§ Stated task a:
From the sentence in the story below that begins "Both of them steal," list every item taken from Clifford's body.

§ Page extract:
## begin
Clifford Boner was a rookie on the streets, new to the force, and naïve he walks down the dark alley without back up. The chain length fence marks the property line, reflects the street light into his eyes, and the Doberman barks and alerts the gang members inside the Victorian home someone’s near on the property.

Smoke Dog walks out on the porch, his tobacco shines an orange ember, the whites of his eyes peek out into the night under the brim of his Yankee’s baseball cap.

Clifford grabs his weapon from the pocket of his leather jacket.

Strobes of light shoot up in the sky, Smoke Dog shoots off a second round. The emergency flare alerts the rest of the gang in the neighborhood there is an intruder.

Smoke Dog lurks in the corner of the porch waiting for Clifford Boner to make the wrong move. His long legs push the porch swing back and forth while he holds his 40 caliber in-between his legs. Any move is the wrong move.

Pony Dog stands on top of the roof next door, signals to Smoke Dog on the porch across the alley with a mirror, that Clifford is right there, three feet away.

Smoke Dog fires five shots, reloads, and fires two more. He didn’t think twice. He laughs without hesitation.

Clifford stares Smoke Dog in the eye in fear, rests his head on the roots of a tree that breaks through the sidewalk. Breathless he gasps for air, and glances into the stars. Memories of his wife and kids bombard his thoughts, the beauty of their smiles, the tenderness of their embrace comforts him.  Fingers grip his gun, but he’s too weak, exhaustion sets in, he can’t fire back one shot. Cold one minute, sweaty the next, his body feels the shock. Dying by the second, his words escape him. He’s made a grave mistake.

Smoke Dog kicks his side, watches Clifford die in silence, and waits for the right opportunity. Fifteen minutes later both of them search down his body. Both of them steal his wallet, his watch, and a diamond ring from his pocket. Death smells of white sewer.

“What do you say? We have a PIG here, brother.” Pony boy says. He flips through the family photographs, yanks out the twenty dollar bill, and throws his wallet in the sewer on the curb of the street. “We could be spending some hard time for this one.”

“Shut your mouth brother.” Pony Boy says. “We aren’t talking to no one about this.”

“You got that right Homie.” Smoke dog says. “This is all about money and street credentials. This poor loser don’t have no brains popping up on these streets. What’s wrong with him man.”

“What’s wrong with you, killing a cop?” Pony Boy pops him one in the eye. “You stupid brother.” He says.

Smoke Dog punches him in the gut. “I am doing this for the money.” He says. “You’re the one that signaled to me. I should pop you one brother. Keep your mouth closed.”

Instructor Response

Clifford Boner was a rookie on the streets, new to the force, and naïve he walks down the dark alley without back up. The chain length fence marks the property line, reflects the street light into his eyes, and the Doberman barks and alerts the gang members inside the Victorian home someone’s near on the property. Yes! Great!
## end
§ Stated task b:
Offset the entries that follow the story, starting at the first line of the entries and running up to and including the line with "199 312 L 204". Add 74 to every coordinate in the answer outlines, and copy all other lines in that span unchanged.

§ Dataset records:
## begin
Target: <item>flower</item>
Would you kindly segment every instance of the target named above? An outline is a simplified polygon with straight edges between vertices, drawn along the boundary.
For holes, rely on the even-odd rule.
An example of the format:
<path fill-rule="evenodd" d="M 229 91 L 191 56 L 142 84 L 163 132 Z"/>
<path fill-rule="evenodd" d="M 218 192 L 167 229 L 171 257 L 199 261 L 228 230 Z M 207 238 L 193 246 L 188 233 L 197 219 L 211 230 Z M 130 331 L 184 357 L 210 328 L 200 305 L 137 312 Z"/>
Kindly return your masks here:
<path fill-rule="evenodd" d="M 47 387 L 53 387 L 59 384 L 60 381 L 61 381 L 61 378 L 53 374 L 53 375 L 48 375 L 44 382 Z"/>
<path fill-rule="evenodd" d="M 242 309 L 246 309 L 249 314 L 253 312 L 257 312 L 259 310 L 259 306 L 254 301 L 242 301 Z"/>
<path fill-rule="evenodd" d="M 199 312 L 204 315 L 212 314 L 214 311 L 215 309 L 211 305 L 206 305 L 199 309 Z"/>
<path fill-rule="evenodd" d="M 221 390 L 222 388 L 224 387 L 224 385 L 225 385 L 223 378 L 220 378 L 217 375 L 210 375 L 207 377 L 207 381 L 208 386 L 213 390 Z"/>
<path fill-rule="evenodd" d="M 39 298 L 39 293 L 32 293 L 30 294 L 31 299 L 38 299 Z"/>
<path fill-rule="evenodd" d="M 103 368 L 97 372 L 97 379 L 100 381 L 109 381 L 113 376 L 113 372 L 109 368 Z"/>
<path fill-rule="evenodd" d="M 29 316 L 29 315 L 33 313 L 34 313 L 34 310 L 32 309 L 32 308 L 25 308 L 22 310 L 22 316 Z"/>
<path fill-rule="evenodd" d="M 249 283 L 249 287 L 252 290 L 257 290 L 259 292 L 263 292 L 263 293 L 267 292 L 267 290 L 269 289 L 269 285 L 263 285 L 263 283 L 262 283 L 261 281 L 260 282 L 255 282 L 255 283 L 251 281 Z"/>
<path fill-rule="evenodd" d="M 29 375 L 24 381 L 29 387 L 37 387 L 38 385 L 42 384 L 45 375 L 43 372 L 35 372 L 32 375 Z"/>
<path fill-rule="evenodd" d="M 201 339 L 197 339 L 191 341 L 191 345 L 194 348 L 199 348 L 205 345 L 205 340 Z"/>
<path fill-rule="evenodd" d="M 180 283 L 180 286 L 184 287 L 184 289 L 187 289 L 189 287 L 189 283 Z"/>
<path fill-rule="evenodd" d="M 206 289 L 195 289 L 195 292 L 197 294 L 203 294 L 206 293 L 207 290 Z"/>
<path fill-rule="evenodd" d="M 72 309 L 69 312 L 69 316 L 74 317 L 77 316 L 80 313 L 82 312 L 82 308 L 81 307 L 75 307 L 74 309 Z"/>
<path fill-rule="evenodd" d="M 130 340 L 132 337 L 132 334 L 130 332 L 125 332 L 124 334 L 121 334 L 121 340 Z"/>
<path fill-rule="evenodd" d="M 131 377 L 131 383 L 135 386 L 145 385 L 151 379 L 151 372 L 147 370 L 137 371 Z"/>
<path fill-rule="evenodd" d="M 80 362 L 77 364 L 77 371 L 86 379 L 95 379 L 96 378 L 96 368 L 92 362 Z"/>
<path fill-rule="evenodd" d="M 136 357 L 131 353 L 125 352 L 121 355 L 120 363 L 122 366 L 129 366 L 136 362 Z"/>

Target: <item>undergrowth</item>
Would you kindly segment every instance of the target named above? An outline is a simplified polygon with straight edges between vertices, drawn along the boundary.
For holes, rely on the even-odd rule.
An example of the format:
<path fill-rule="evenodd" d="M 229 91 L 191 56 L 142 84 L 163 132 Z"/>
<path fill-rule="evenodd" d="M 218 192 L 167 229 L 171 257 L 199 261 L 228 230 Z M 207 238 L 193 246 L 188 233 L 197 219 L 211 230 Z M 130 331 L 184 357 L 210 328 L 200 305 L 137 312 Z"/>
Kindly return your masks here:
## end
§ Result a:
- his wallet
- his watch
- a diamond ring from his pocket

§ Result b:
Target: <item>flower</item>
Would you kindly segment every instance of the target named above? An outline is a simplified polygon with straight edges between vertices, drawn along the boundary.
For holes, rely on the even-odd rule.
An example of the format:
<path fill-rule="evenodd" d="M 229 91 L 191 56 L 142 84 L 163 132 Z"/>
<path fill-rule="evenodd" d="M 218 192 L 167 229 L 171 257 L 199 261 L 228 230 Z M 207 238 L 193 246 L 188 233 L 197 219 L 211 230 Z M 130 331 L 184 357 L 210 328 L 200 305 L 137 312 Z"/>
Kindly return your masks here:
<path fill-rule="evenodd" d="M 121 461 L 127 461 L 133 458 L 134 455 L 135 455 L 135 452 L 127 448 L 127 449 L 122 449 L 118 456 Z"/>
<path fill-rule="evenodd" d="M 316 383 L 320 383 L 323 388 L 327 386 L 331 386 L 333 384 L 333 380 L 328 375 L 316 375 Z"/>
<path fill-rule="evenodd" d="M 273 386 L 278 389 L 286 388 L 288 385 L 289 383 L 285 379 L 280 379 L 273 383 Z"/>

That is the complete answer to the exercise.